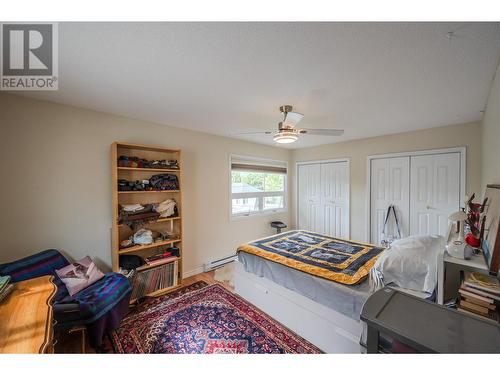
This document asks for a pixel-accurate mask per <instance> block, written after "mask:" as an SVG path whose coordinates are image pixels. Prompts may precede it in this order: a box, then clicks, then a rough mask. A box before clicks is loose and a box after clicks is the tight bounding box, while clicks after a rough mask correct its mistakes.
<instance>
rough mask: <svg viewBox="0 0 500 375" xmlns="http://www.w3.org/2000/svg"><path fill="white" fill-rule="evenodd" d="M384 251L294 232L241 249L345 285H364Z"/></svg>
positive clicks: (288, 265)
mask: <svg viewBox="0 0 500 375" xmlns="http://www.w3.org/2000/svg"><path fill="white" fill-rule="evenodd" d="M383 250H384V249H383V248H381V247H376V246H373V245H369V244H364V243H360V242H353V241H346V240H341V239H338V238H333V237H328V236H324V235H321V234H318V233H314V232H307V231H302V230H293V231H289V232H285V233H281V234H277V235H274V236H271V237H266V238H263V239H261V240H257V241H254V242H251V243H249V244H245V245H242V246H240V247H238V250H237V251H238V252H240V251H243V252H245V253H249V254H253V255H257V256H259V257H261V258H264V259H268V260H271V261H273V262H276V263H280V264H283V265H285V266H288V267H291V268H295V269H297V270H299V271H303V272H306V273H308V274H311V275H313V276H319V277H322V278H324V279H327V280H331V281H336V282H338V283H341V284H346V285H354V284H357V283H360V282H361V281H363V280H364V279H365V278H366V277H367V276H368V274H369V273H370V269H371V268H372V267H373V265H374V264H375V261H376V259H377V257H378V256H379V254H380V253H381V252H382V251H383Z"/></svg>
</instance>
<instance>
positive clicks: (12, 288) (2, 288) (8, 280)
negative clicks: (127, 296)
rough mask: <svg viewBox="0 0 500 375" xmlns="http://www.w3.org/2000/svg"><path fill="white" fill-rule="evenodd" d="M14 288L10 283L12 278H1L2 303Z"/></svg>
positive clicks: (0, 292) (2, 277)
mask: <svg viewBox="0 0 500 375" xmlns="http://www.w3.org/2000/svg"><path fill="white" fill-rule="evenodd" d="M13 288H14V284H11V283H10V276H0V302H2V300H4V299H5V297H7V296H8V295H9V294H10V292H12V289H13Z"/></svg>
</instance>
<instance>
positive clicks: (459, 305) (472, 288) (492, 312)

-=-=-

▶ [Task goal] Report all lines of the material that contain the word "rough".

▶ [Result of the exercise]
This document asks for a pixel-accurate mask per <instance> block, written after "mask:" as an SVG path whose coordinates are image pixels. Prompts may precede it in this order: a box, then clicks, then a rough mask. A box before clicks is loose and a box after clicks is the tight bounding box, while clicks after a rough mask correct its mistakes.
rough mask: <svg viewBox="0 0 500 375" xmlns="http://www.w3.org/2000/svg"><path fill="white" fill-rule="evenodd" d="M384 251L294 232L241 249L345 285H364Z"/></svg>
rough mask: <svg viewBox="0 0 500 375" xmlns="http://www.w3.org/2000/svg"><path fill="white" fill-rule="evenodd" d="M14 288L10 283L12 278H1L2 303Z"/></svg>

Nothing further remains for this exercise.